Dokumentauszug >>
Kirchengeschichte: Reformationszeit

Autor/Hrsg.:

Bearb. v. A. Stegmann.

Titel/Untertitel:

Quellen zur brandenburgischen Reformationsgeschichte(1517–1615). 2 Bde.

Verlag:

Tübingen: Mohr Siebeck 2020. LXVIII, 1594 S. Lw. EUR 249,00. ISBN 9783161594236.

Rezensent:

Matthias Pohlig

Gibt es eine »typische« territoriale Reformation? Der kursächsische oder hessische Weg einer frühen obrigkeitlichen Reform der Kirche etwa ist, blickt man auf die Territorien des Reichs insgesamt, sicher ein Sonderfall unter Sonderfällen. Besonders viele Spezifika weist die brandenburgische Reformation auf – ein weiterer Sonderfall: Hier hat man es mit einer Reformation zu tun, die nach relativ unklaren Anfängen und Abwehr durch den Landesherrn erst unter seinem Nachfolger (Joachim II.) ab 1539 eingeführt wurde. Allerdings folgte sie aus religiösen und reichspolitischen Gründen lange eher einer via media, bevor ab ca. 1560 ein konfessionell eindeutiges Luthertum etabliert wurde.
Brandenburg entwickelte sich zu einem Pfeiler des Konkordienluthertums, das allerdings ab 1613 in einen Konflikt mit Kurfürst Johann Sigismund geriet: Dieser nahm die reformierte Konfession an und hätte diese gern in seinem Territorium eingeführt, was bekanntlich scheiterte. Die Bikonfessionalität wurde damit zu einem wichtigen Faktor der brandenburgischen und preußischen Geschichte.
Andreas Stegmann, Kirchenhistoriker und Privatdozent der evangelischen Theologie an der Humboldt-Universität zu Berlin, hat zur komplexen brandenburgischen Reformationsgeschichte eine gewichtige zweibändige Quellenedition zusammengestellt. Die Arbeit und Mühe, die in diesen zwei Bänden steckt, ist nicht genügend zu rühmen: In jahrelanger minutiöser Arbeit hat S. eine Vielzahl von Archiven (die zu Beginn der Einleitung in hilfreicher Weise vorgestellt werden) und frühneuzeitlichen Drucken durchforstet.

Aufgaben >>
[A] Gib aus der Rezension alles von „Quellen zur brandenburgischen“ bis hinunter zu „249,00. ISBN 9783161594236.“ wortgetreu wieder.
[B] Welche Personen werden in der Rezension namentlich genannt?

Die Daten >>
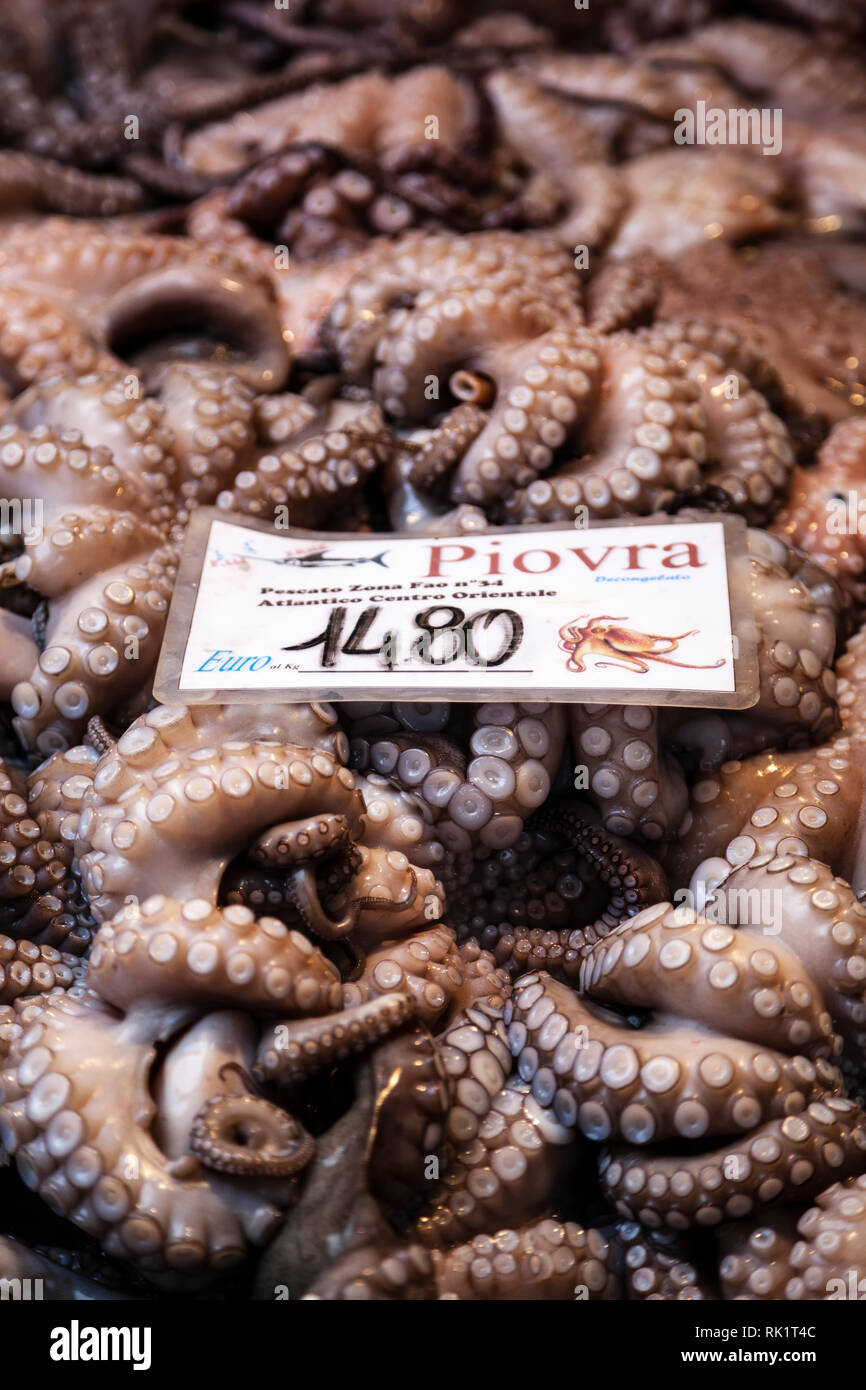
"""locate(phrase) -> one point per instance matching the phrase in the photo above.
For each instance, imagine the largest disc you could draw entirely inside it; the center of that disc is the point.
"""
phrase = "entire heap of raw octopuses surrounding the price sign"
(376, 1000)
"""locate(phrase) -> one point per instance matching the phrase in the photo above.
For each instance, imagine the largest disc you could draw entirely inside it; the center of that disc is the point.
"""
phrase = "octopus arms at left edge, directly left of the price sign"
(99, 568)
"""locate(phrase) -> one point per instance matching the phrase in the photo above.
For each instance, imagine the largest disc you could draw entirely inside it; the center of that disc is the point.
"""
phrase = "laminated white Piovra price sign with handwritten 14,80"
(650, 612)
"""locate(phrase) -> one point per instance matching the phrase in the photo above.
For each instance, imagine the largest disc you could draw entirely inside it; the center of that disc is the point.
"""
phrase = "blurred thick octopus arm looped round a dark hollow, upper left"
(92, 301)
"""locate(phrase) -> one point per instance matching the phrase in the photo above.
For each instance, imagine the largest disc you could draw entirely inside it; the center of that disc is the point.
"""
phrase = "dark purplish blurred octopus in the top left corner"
(102, 90)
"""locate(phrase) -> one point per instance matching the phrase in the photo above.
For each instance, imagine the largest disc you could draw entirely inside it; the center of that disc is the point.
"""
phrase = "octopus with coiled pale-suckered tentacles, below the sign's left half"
(230, 1131)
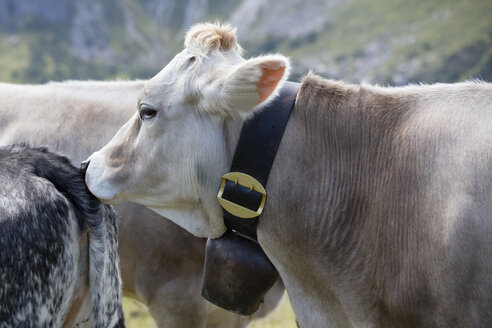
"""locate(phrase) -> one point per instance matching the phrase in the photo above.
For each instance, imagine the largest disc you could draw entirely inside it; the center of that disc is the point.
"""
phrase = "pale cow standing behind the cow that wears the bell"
(161, 263)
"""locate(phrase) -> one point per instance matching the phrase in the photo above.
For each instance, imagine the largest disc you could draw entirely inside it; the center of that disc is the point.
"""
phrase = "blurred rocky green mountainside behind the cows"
(392, 42)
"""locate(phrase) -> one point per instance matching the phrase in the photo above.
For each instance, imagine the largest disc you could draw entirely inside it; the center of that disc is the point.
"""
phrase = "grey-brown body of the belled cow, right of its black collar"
(397, 227)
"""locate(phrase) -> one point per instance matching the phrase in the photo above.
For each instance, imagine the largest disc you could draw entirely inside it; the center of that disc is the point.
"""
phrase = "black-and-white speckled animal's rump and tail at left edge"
(58, 245)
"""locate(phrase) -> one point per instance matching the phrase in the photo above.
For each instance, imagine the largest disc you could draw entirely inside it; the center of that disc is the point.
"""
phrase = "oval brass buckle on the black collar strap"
(245, 181)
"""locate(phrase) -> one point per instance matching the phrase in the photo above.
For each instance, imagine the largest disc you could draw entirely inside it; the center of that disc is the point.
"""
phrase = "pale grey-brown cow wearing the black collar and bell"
(379, 201)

Lösungen >>
[A]
Quellen zur brandenburgischen Reformationsgeschichte(1517–1615). 2 Bde.

Verlag:

Tübingen: Mohr Siebeck 2020. LXVIII, 1594 S. Lw. EUR 249,00. ISBN 9783161594236.

[B] Andreas Stegmann (A. Stegmann), Matthias Pohlig, Joachim II., Johann Sigismund